Return exactly the lines of the records below, starting at the line that contains "[[173, 283], [83, 202], [88, 176]]" and ending at the line that contains "[[110, 77], [93, 86]]", with both of those lines kept.

--------------------

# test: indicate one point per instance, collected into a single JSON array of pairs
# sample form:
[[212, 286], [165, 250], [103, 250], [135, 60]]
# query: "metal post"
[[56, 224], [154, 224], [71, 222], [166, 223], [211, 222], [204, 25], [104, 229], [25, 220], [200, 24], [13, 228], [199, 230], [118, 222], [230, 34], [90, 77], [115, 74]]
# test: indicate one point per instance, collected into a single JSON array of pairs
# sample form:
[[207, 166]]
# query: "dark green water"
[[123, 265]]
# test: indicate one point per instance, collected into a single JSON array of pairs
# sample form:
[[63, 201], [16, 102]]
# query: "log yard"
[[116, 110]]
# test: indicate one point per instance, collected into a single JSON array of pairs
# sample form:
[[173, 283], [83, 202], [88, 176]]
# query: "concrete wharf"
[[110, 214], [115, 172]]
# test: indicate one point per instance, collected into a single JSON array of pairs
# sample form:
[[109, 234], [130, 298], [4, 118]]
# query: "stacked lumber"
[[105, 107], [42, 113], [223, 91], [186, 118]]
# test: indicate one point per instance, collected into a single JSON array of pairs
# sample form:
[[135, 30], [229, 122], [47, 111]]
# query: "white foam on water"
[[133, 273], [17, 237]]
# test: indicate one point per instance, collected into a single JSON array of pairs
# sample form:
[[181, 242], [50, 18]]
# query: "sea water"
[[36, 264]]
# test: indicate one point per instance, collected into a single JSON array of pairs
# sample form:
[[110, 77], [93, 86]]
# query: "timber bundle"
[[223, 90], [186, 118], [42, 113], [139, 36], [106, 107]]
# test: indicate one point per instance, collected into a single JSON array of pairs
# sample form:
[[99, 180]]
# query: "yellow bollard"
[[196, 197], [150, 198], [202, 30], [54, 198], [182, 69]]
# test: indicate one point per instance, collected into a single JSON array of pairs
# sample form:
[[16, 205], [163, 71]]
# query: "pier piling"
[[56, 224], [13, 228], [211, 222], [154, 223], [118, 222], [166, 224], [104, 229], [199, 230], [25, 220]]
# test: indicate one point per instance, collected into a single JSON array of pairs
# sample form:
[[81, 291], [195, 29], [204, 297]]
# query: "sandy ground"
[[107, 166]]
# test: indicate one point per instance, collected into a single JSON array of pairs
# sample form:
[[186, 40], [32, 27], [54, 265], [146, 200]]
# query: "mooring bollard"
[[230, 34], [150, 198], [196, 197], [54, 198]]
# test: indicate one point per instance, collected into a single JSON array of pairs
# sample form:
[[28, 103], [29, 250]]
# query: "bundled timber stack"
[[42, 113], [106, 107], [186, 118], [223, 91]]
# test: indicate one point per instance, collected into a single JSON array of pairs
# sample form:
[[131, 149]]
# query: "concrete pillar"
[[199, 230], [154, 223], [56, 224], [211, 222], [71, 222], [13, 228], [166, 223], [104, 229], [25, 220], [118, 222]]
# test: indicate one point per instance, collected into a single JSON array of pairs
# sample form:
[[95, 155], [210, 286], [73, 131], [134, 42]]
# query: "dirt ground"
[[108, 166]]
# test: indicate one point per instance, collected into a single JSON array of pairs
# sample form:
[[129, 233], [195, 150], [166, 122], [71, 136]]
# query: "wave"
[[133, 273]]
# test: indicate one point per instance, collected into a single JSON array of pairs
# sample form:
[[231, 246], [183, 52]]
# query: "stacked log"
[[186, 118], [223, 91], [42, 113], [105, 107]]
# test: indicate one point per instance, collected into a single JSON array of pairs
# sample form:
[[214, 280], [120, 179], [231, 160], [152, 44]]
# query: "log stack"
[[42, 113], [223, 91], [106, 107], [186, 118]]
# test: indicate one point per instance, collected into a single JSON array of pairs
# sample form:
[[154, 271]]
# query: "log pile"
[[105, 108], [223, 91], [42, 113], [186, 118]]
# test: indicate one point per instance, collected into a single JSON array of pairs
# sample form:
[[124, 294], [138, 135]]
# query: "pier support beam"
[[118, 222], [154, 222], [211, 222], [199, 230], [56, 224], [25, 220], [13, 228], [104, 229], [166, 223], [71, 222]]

--------------------

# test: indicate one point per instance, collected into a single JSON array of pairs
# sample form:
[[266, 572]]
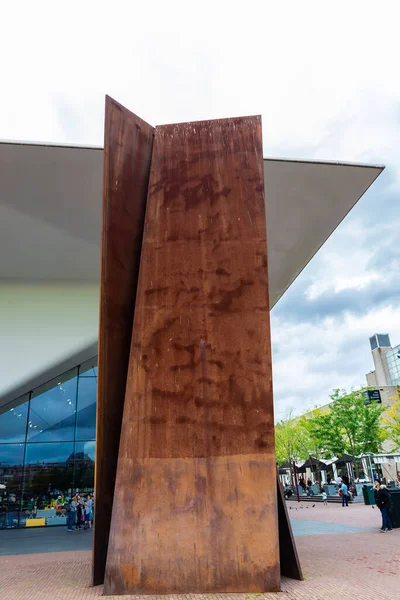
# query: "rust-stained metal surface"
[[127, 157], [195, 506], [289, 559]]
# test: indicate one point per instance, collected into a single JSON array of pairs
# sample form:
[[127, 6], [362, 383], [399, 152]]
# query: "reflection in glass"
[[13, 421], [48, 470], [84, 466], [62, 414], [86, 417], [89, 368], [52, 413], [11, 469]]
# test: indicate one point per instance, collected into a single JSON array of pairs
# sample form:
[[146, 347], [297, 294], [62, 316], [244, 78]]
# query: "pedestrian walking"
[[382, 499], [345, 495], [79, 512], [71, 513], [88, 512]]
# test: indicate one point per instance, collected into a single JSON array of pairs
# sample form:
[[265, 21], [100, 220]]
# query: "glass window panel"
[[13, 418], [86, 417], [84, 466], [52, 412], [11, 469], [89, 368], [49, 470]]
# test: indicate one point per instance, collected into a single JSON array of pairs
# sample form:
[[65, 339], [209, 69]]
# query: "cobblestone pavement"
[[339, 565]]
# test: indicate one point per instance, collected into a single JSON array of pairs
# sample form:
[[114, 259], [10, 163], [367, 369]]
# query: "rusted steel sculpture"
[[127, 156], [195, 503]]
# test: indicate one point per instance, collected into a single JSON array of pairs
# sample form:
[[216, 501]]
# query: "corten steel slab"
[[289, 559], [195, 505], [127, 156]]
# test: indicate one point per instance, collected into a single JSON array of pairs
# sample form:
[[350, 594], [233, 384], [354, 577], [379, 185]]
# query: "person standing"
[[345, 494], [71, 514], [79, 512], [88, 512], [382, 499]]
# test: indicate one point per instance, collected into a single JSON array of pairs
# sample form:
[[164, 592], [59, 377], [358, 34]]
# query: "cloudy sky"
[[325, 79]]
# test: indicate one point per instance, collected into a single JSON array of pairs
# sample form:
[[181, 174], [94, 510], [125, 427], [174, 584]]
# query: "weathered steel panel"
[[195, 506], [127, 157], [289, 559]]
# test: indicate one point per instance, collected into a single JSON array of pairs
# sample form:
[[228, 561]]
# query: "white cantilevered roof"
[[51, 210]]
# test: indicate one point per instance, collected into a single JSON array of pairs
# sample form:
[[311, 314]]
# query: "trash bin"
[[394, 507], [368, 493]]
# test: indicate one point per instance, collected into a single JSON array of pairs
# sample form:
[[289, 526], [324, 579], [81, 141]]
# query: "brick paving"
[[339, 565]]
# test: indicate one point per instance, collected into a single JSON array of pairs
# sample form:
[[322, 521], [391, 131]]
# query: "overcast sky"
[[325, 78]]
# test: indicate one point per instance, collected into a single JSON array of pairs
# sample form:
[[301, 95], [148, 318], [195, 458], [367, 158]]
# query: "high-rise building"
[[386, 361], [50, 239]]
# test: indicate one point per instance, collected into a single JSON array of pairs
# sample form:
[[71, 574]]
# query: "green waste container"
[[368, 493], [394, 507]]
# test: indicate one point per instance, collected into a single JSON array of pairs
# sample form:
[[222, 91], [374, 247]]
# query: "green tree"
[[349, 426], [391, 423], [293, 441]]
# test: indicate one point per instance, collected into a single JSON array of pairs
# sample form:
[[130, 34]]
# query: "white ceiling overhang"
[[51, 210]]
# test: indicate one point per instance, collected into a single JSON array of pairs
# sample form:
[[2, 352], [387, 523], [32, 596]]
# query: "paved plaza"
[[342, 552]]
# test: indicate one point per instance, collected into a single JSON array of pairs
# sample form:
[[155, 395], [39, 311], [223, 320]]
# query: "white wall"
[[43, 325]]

--------------------

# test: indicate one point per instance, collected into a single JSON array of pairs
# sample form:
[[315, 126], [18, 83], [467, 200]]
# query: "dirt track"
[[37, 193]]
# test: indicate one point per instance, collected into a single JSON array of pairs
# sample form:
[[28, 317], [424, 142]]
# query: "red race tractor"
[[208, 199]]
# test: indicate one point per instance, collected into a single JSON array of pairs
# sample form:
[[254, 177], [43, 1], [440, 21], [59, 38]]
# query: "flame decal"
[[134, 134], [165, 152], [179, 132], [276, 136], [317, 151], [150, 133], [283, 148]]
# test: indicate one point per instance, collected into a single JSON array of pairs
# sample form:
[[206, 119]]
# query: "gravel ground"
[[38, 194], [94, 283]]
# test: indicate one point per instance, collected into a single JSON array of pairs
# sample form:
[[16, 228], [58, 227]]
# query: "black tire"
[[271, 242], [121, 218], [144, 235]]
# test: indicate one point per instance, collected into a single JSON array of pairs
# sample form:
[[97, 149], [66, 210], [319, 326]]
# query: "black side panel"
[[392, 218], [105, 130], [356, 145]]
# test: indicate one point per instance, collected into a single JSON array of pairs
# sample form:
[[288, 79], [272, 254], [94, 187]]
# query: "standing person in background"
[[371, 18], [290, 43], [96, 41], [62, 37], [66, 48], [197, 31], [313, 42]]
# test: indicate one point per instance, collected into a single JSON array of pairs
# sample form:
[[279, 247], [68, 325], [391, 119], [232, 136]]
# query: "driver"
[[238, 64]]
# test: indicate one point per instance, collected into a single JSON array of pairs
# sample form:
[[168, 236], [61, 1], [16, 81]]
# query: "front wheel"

--------------------

**THE COMPLETED TASK**
[[173, 283], [83, 202], [88, 176]]
# query: "concrete wharf"
[[110, 214], [115, 172]]
# test: indicate one point per instance, collected into a single JSON array of pairs
# sample form:
[[109, 234], [130, 298], [4, 118]]
# query: "stacked lumber"
[[105, 107], [42, 113], [223, 91], [186, 118]]
# test: indicate one point per instance, collected into a single JSON array of pairs
# sample form:
[[135, 30], [229, 122], [47, 111]]
# query: "white foam on water"
[[133, 273], [17, 237]]
# test: indicate one point per instance, collected into a single JSON array of pairs
# sample form:
[[181, 242], [50, 18]]
# query: "sea water"
[[36, 264]]
# test: indicate one point per instance, collected into a single JSON array of pairs
# sample form:
[[110, 77], [93, 86]]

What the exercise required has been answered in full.